• **Material for the task**
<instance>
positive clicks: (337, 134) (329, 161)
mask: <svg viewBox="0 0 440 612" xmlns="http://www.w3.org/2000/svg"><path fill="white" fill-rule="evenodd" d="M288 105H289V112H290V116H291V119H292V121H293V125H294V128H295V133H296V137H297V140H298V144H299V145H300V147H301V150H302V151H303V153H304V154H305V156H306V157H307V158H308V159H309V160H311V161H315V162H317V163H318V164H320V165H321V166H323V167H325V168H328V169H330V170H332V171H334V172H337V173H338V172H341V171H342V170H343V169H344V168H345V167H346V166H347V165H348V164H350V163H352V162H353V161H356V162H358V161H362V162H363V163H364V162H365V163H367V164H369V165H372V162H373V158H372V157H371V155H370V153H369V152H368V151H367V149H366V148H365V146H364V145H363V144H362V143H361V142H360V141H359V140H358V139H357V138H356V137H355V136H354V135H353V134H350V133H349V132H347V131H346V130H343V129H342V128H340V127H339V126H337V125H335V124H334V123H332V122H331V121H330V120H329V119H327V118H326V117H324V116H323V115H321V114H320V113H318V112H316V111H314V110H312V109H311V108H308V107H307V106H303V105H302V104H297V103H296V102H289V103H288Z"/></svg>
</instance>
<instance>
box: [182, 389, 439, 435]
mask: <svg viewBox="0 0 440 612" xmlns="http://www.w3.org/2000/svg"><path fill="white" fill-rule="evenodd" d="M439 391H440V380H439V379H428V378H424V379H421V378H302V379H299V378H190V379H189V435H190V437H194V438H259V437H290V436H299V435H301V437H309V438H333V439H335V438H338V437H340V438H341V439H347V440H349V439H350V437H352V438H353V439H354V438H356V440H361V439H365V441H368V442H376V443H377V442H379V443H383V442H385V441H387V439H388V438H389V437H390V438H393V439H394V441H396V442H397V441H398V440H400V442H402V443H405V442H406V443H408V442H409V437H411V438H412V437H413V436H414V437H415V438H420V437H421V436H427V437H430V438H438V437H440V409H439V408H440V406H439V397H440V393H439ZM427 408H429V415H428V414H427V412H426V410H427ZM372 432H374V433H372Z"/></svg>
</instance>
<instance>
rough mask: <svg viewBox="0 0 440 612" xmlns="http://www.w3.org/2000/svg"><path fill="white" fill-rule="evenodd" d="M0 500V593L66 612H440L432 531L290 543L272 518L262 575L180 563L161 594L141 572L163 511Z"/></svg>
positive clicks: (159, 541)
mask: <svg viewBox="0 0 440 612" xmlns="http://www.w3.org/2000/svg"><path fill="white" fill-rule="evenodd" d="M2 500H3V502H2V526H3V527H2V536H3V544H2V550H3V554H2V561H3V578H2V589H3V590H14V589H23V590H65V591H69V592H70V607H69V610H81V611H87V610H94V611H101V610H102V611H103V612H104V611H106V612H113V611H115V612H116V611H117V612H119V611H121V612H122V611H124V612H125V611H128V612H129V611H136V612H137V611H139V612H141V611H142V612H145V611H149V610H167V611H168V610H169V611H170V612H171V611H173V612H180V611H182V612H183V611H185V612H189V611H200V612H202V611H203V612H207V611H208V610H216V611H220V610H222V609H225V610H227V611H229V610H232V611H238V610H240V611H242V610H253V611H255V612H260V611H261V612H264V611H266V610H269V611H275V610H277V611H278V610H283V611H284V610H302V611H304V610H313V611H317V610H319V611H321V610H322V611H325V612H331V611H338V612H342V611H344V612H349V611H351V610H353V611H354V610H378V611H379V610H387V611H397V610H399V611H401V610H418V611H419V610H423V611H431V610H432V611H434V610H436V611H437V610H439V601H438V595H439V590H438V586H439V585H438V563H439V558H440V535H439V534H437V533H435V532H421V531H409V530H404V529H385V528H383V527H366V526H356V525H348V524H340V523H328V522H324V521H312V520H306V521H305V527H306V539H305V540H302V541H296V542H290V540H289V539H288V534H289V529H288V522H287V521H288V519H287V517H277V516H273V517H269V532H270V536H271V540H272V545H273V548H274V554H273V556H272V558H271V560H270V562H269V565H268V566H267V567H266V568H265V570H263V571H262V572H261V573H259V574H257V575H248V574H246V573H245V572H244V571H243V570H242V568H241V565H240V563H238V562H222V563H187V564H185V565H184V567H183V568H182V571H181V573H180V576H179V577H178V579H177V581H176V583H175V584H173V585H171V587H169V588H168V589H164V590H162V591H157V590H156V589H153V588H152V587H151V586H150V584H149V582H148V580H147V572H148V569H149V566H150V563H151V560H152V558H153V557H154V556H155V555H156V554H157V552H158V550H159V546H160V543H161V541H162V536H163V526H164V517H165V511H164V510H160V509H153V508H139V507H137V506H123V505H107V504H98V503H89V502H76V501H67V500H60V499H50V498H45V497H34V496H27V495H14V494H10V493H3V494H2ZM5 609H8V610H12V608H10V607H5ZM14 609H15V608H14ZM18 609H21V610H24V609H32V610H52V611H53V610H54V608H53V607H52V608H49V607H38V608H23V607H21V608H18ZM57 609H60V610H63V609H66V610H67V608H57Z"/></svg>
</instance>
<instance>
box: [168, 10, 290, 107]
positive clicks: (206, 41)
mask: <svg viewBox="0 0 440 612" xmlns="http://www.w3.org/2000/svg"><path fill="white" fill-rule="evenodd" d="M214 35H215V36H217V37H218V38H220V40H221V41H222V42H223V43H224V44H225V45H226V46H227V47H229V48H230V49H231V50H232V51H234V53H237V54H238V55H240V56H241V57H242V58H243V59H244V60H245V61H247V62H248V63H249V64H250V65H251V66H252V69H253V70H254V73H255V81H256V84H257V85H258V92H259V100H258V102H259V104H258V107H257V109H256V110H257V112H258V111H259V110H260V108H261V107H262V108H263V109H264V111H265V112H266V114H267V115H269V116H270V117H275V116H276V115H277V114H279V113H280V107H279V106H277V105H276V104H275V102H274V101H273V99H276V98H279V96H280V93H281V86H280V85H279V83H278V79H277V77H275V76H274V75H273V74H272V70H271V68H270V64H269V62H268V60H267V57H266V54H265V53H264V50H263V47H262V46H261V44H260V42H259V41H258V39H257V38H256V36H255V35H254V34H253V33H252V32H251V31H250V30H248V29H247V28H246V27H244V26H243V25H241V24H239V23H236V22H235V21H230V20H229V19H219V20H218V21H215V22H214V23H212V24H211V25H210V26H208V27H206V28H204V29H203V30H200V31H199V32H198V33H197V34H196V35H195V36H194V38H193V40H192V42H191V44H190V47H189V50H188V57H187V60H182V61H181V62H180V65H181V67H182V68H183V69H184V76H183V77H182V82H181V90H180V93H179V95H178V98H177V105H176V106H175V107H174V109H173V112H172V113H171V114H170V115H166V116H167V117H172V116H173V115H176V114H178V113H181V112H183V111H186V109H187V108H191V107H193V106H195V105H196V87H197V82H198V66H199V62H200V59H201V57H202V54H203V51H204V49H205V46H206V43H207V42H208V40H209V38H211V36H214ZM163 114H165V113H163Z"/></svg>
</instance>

• **What is needed**
If a line in the records above holds the string "positive", copy it out.

• **Response to this task**
positive clicks: (337, 134) (329, 161)
positive clicks: (159, 541)
positive clicks: (206, 41)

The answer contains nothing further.